## Start DATA FOR PROCESSING

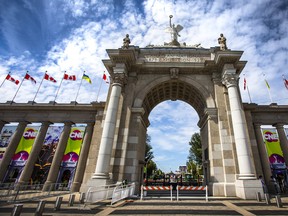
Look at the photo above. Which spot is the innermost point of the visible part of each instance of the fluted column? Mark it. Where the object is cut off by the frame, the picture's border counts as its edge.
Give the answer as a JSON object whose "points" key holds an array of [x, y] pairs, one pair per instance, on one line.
{"points": [[11, 148], [2, 123], [283, 140], [230, 80], [36, 148], [81, 164], [104, 155], [60, 149], [266, 170]]}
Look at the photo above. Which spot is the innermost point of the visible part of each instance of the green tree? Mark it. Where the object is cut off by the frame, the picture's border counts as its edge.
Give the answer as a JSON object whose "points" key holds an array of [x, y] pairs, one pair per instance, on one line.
{"points": [[195, 151], [148, 150]]}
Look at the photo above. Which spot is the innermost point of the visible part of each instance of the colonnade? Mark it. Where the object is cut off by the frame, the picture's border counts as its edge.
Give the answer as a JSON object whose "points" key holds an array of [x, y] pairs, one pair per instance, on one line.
{"points": [[266, 168], [36, 148]]}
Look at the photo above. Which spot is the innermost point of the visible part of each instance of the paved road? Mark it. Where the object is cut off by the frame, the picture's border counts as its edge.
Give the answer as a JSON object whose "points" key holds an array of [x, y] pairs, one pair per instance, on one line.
{"points": [[152, 206]]}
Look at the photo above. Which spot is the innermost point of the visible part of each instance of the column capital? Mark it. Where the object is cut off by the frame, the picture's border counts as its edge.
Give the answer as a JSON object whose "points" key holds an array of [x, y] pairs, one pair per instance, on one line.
{"points": [[46, 123], [216, 78], [278, 125], [119, 79], [230, 80], [257, 125], [119, 76], [68, 123]]}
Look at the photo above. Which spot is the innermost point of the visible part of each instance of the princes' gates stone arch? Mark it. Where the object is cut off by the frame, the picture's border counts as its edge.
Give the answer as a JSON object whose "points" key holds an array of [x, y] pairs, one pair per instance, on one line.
{"points": [[207, 79]]}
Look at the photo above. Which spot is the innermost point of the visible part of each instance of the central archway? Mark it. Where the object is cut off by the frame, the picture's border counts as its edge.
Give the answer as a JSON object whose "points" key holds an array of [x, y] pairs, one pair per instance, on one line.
{"points": [[207, 79]]}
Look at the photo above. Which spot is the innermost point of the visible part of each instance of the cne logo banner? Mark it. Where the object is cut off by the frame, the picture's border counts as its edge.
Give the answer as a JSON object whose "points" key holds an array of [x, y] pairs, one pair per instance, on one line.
{"points": [[76, 135], [30, 133]]}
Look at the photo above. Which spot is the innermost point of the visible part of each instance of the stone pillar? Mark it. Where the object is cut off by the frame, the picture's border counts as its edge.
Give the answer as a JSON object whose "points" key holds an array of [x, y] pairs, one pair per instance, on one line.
{"points": [[246, 183], [283, 140], [106, 144], [266, 170], [230, 80], [2, 123], [10, 150], [36, 148], [55, 166], [82, 158]]}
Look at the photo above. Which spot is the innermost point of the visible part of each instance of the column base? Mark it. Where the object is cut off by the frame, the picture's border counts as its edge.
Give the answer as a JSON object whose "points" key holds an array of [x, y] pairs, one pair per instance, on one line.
{"points": [[246, 177], [75, 187], [222, 189], [97, 180], [247, 189]]}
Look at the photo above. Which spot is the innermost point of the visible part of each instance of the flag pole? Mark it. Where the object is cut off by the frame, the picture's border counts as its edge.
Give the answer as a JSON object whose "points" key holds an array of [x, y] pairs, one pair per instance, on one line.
{"points": [[249, 94], [246, 85], [4, 80], [79, 87], [59, 87], [268, 87], [38, 88], [99, 89], [17, 90]]}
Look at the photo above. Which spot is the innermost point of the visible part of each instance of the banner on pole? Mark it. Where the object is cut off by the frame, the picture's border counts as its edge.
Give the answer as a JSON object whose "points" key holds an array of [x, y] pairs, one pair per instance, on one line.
{"points": [[72, 151], [24, 147], [45, 158], [273, 148], [5, 138]]}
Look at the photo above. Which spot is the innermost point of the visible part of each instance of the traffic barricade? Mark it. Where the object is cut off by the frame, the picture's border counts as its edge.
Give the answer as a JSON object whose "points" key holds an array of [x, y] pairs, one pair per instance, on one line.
{"points": [[193, 188], [155, 188]]}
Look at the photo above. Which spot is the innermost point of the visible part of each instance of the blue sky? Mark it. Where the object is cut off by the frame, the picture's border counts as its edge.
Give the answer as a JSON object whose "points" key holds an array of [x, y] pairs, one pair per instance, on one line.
{"points": [[72, 36]]}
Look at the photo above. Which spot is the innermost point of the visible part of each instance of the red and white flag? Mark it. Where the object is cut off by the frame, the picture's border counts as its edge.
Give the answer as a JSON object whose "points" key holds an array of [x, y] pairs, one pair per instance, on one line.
{"points": [[105, 78], [28, 77], [69, 77], [8, 77], [285, 82], [47, 77]]}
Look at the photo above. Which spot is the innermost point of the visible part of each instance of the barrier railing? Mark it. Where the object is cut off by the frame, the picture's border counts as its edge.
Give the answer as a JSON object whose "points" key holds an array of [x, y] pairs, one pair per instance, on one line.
{"points": [[155, 188], [15, 192], [193, 188], [122, 191], [96, 194]]}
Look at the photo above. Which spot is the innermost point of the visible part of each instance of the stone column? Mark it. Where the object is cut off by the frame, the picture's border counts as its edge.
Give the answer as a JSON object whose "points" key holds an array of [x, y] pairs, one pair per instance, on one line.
{"points": [[36, 148], [60, 149], [266, 170], [283, 140], [81, 165], [2, 123], [10, 150], [230, 80], [106, 144]]}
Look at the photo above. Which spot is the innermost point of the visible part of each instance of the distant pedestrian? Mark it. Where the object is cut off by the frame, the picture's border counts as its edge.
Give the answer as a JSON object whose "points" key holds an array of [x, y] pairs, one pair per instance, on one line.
{"points": [[265, 190], [275, 184]]}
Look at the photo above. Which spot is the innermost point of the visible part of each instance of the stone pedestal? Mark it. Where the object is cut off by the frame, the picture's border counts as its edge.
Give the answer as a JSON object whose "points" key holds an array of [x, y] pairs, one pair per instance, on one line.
{"points": [[247, 189]]}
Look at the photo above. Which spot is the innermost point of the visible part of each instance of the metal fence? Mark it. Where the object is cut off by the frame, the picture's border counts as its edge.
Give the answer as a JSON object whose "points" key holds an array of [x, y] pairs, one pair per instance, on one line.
{"points": [[96, 194], [19, 192], [122, 191]]}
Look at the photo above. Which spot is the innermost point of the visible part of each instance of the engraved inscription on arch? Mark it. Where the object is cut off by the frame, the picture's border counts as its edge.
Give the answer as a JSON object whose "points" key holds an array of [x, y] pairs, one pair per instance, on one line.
{"points": [[175, 58]]}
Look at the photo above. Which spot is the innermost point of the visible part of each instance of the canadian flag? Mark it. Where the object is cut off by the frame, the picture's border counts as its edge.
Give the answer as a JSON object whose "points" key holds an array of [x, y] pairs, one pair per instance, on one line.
{"points": [[105, 78], [8, 77], [285, 82], [28, 77], [69, 77], [47, 77]]}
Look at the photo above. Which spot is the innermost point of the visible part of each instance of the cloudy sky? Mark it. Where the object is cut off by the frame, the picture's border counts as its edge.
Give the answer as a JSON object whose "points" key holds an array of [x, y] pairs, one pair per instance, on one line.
{"points": [[72, 36]]}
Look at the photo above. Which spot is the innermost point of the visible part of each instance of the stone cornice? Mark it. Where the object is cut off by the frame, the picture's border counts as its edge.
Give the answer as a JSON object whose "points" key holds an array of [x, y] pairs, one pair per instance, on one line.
{"points": [[55, 113]]}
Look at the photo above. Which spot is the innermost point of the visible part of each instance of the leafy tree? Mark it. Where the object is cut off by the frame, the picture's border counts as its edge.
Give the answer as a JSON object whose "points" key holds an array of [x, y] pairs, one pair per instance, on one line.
{"points": [[148, 150], [192, 167], [151, 168], [195, 151]]}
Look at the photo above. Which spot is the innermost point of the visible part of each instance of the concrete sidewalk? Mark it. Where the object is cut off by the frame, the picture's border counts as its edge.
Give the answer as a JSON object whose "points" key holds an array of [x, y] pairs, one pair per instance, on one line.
{"points": [[154, 207]]}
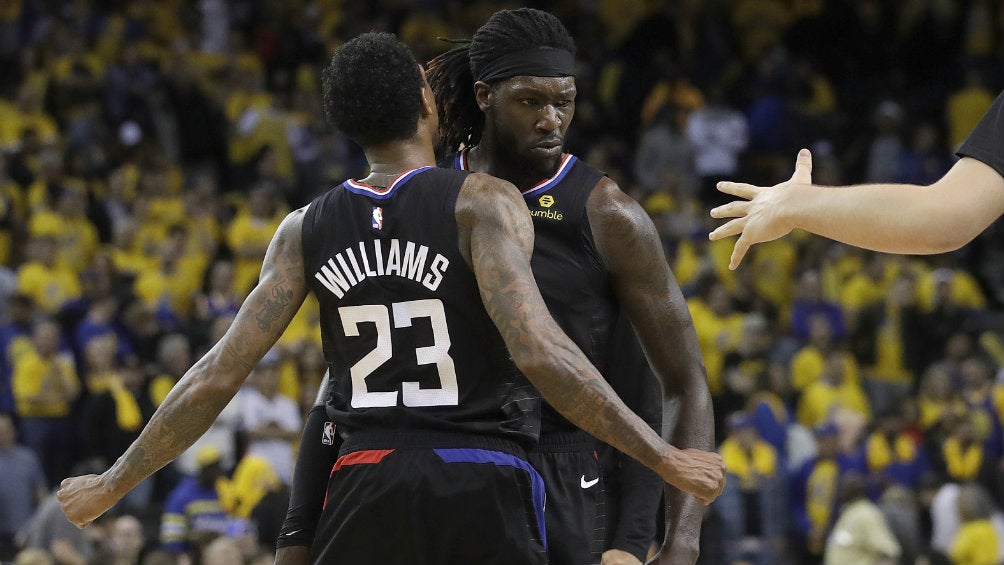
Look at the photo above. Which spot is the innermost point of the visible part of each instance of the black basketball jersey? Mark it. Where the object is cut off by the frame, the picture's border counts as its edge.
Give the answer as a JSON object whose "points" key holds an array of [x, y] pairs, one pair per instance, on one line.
{"points": [[407, 338], [986, 142], [566, 264]]}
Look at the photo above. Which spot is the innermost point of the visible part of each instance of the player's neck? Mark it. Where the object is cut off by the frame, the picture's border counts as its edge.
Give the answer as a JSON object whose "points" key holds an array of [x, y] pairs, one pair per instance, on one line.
{"points": [[397, 157], [500, 162]]}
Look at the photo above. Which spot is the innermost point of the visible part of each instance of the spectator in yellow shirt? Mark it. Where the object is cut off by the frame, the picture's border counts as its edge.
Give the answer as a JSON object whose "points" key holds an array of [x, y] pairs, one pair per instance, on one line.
{"points": [[248, 236], [719, 327], [976, 542], [45, 385], [833, 392], [47, 283], [75, 234], [169, 289], [809, 361]]}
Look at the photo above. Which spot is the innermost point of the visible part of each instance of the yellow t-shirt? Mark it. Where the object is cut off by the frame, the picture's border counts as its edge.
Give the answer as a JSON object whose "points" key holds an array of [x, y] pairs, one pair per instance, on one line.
{"points": [[975, 544], [749, 467], [820, 398], [77, 238], [965, 291], [808, 363], [253, 236], [33, 375], [49, 288]]}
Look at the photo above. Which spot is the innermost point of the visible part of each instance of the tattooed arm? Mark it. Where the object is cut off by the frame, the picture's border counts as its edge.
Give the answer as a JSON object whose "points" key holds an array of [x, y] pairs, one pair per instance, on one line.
{"points": [[497, 237], [200, 396], [649, 293]]}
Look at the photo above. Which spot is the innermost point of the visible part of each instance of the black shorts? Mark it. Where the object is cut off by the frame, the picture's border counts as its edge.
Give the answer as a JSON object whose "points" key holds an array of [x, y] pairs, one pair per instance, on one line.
{"points": [[575, 515], [431, 499]]}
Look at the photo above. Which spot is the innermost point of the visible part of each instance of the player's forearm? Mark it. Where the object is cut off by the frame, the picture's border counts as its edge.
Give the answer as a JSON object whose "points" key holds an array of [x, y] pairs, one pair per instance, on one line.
{"points": [[694, 429], [905, 219], [187, 412], [575, 388]]}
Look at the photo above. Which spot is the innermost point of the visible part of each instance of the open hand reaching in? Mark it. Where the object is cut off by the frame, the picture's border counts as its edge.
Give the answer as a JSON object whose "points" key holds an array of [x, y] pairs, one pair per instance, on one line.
{"points": [[763, 216]]}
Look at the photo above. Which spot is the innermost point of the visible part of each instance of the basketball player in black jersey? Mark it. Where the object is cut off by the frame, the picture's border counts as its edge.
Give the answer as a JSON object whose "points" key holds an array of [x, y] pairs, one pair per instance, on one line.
{"points": [[424, 281], [595, 252], [508, 98]]}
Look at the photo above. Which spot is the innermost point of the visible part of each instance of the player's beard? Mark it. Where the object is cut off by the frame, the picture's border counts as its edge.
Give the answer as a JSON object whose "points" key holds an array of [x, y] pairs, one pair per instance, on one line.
{"points": [[512, 156]]}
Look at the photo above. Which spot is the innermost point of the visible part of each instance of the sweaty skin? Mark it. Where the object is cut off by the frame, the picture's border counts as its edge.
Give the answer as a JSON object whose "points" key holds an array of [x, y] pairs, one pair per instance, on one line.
{"points": [[903, 219], [524, 117]]}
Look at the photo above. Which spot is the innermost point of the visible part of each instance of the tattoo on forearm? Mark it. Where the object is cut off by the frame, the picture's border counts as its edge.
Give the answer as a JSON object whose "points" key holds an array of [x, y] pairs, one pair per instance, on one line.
{"points": [[513, 300]]}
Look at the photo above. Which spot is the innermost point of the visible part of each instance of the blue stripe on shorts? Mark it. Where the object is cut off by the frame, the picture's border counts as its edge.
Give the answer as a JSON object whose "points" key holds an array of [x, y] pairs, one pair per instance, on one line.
{"points": [[465, 455]]}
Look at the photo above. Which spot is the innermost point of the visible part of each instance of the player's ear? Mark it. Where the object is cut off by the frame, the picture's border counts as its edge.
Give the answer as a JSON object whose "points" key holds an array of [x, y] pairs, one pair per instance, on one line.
{"points": [[428, 96], [483, 94]]}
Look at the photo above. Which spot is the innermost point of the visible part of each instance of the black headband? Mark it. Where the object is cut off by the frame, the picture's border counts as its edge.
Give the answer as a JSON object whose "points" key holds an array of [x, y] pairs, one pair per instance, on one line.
{"points": [[535, 61]]}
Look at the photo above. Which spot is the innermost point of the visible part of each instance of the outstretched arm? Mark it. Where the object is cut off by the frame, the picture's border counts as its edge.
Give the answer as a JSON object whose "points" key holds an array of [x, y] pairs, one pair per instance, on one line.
{"points": [[494, 221], [649, 293], [200, 396], [906, 219]]}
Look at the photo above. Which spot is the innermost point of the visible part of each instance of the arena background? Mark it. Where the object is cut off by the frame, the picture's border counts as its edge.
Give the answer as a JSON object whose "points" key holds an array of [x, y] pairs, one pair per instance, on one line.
{"points": [[149, 150]]}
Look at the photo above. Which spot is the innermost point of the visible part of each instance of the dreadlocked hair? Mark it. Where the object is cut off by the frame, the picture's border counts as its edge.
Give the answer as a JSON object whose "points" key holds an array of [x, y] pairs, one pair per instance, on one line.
{"points": [[451, 74], [461, 120]]}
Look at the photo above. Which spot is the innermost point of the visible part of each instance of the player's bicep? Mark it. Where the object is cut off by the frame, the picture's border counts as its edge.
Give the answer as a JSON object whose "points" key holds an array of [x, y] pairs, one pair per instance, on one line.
{"points": [[501, 244], [643, 282], [271, 305], [974, 191]]}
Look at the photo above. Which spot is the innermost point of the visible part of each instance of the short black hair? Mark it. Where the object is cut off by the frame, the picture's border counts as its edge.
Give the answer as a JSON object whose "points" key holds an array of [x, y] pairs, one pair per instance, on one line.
{"points": [[451, 74], [372, 89]]}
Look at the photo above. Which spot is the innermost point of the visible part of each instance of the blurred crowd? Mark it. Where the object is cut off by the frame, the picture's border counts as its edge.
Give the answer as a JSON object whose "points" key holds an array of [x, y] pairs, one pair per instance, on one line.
{"points": [[149, 150]]}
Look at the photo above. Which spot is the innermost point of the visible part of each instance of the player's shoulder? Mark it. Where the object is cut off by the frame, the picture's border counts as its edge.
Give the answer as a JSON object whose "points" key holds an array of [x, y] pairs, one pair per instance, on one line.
{"points": [[485, 197], [607, 204]]}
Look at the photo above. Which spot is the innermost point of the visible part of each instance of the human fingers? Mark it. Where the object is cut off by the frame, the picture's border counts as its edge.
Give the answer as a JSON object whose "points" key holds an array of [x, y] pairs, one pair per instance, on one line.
{"points": [[739, 250], [803, 168], [734, 209], [729, 229], [741, 190]]}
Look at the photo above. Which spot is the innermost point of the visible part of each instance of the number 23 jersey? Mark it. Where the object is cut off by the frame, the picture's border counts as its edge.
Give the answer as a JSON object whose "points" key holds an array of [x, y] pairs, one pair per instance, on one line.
{"points": [[406, 335]]}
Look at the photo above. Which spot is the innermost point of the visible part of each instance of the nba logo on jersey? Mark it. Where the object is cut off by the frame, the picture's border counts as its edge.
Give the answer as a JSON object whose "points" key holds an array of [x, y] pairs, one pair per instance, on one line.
{"points": [[327, 436]]}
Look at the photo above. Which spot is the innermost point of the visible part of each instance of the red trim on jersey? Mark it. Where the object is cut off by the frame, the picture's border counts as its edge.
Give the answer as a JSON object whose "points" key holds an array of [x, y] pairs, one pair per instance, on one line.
{"points": [[364, 457]]}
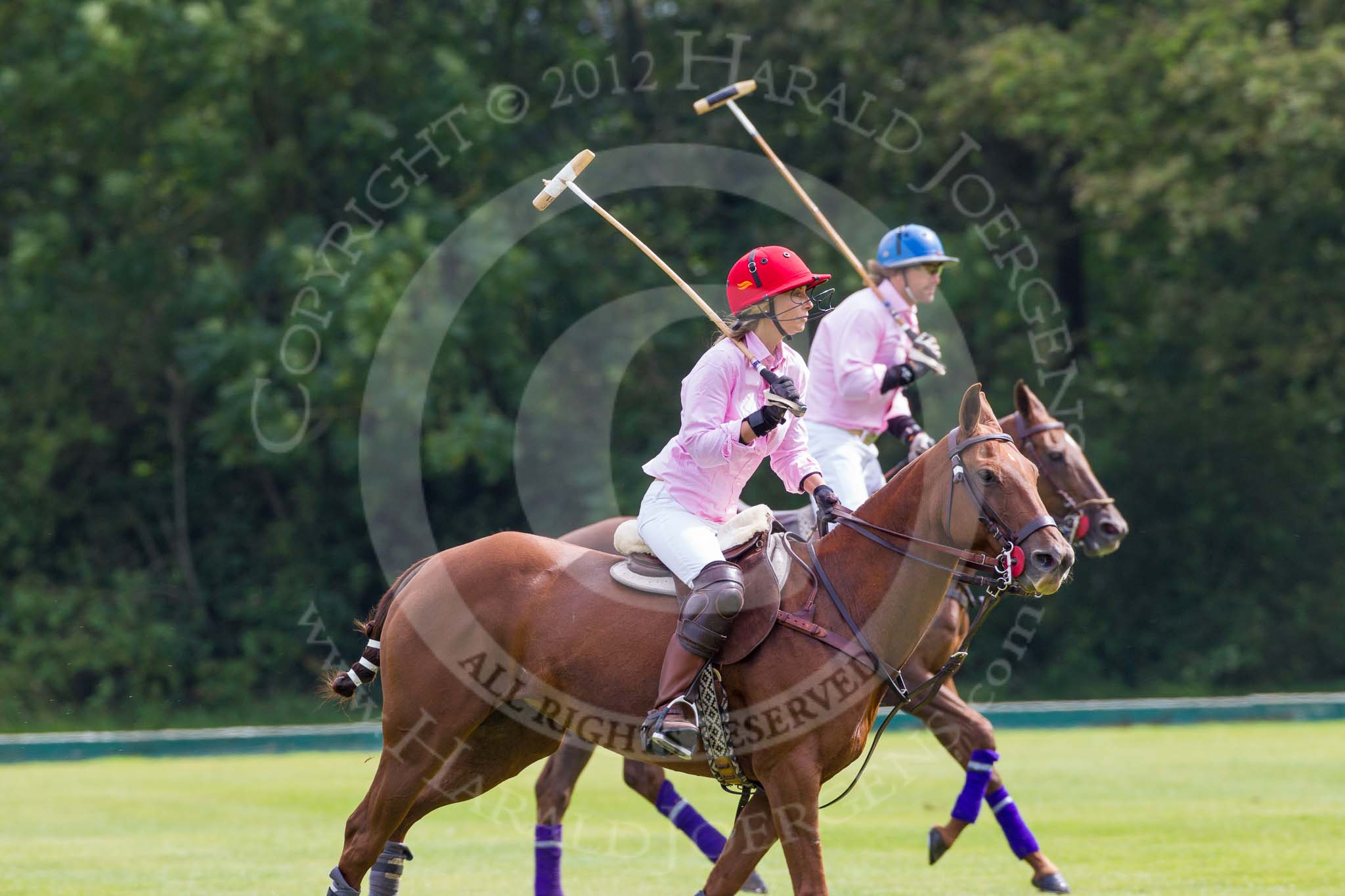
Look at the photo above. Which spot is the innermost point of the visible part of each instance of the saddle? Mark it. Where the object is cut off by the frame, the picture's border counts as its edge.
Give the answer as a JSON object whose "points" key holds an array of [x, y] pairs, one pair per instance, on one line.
{"points": [[753, 540]]}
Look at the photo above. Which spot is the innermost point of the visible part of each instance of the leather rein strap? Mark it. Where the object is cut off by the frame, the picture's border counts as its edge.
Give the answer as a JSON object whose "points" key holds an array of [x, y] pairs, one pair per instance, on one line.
{"points": [[998, 582]]}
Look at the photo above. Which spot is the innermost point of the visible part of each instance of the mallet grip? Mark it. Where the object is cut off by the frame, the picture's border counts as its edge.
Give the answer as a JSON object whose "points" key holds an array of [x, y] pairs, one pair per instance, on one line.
{"points": [[722, 96]]}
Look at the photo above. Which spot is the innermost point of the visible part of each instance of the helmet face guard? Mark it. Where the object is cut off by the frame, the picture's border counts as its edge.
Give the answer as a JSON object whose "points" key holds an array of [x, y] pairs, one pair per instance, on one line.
{"points": [[767, 272]]}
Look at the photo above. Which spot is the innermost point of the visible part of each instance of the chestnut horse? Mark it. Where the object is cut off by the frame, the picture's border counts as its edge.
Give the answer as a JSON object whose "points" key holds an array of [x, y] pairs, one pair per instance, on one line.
{"points": [[494, 648], [1069, 489]]}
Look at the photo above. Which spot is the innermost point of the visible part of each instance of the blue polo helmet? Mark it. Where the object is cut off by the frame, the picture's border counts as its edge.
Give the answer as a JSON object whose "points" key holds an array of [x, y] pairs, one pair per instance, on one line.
{"points": [[911, 245]]}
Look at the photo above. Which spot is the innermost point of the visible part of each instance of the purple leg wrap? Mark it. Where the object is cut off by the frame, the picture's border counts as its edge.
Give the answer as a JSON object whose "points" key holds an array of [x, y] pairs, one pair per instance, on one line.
{"points": [[978, 775], [546, 860], [1016, 829], [689, 821]]}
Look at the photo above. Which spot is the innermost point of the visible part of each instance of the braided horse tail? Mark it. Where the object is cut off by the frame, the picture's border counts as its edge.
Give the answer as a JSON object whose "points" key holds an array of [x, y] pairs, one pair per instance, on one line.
{"points": [[342, 685]]}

## End DATA FOR PROCESSING

_GOAL OF THE EXERCISE_.
Print nothing but the lines from the line with "of the chestnut" to the last line of the records above. Both of those lines count.

_CORRECT OUTPUT_.
Look at the photo above. Which spot is the innermost point of the visible part of each instance of the chestnut horse? Mark it. Where the object is cut off by the frame, the picture's border counts as its edge.
Give the answer as a JSON object whose "points" key holds an array of [x, y] pairs, one pair per instance, on one line.
{"points": [[494, 648], [1069, 489]]}
Look at the photo above. Which spot is the innermost point of the visible part of each instance of the blue polo helmet? Mark it. Where the object is cut off by the frame, the picture's border counts as its edge.
Give the answer as a JSON object whose "points" key holds an array of [x, y] pairs, one pair per instance, on one line.
{"points": [[911, 245]]}
Look at the photo above. Which spot is the innermost point of the visible part of each instance of the purple leg wrap? Mark it. Where the object is cut off by the frame, the picture's border counts as its edge.
Give the answer as a JSON object whose "points" key holds an array of [x, y] pairs, one pair per instance, on one line.
{"points": [[978, 775], [546, 860], [1016, 829], [689, 821]]}
Look at the photo above. Which spot is the innermost point of the visible part of each instance of the braided horse tail? Mark it. Where the object is cut off by the frame, the picture's border counts as its edge.
Give the answer as a JSON object whose "points" key holds an array of [x, y] pairs, one pair per instance, on one line.
{"points": [[342, 685]]}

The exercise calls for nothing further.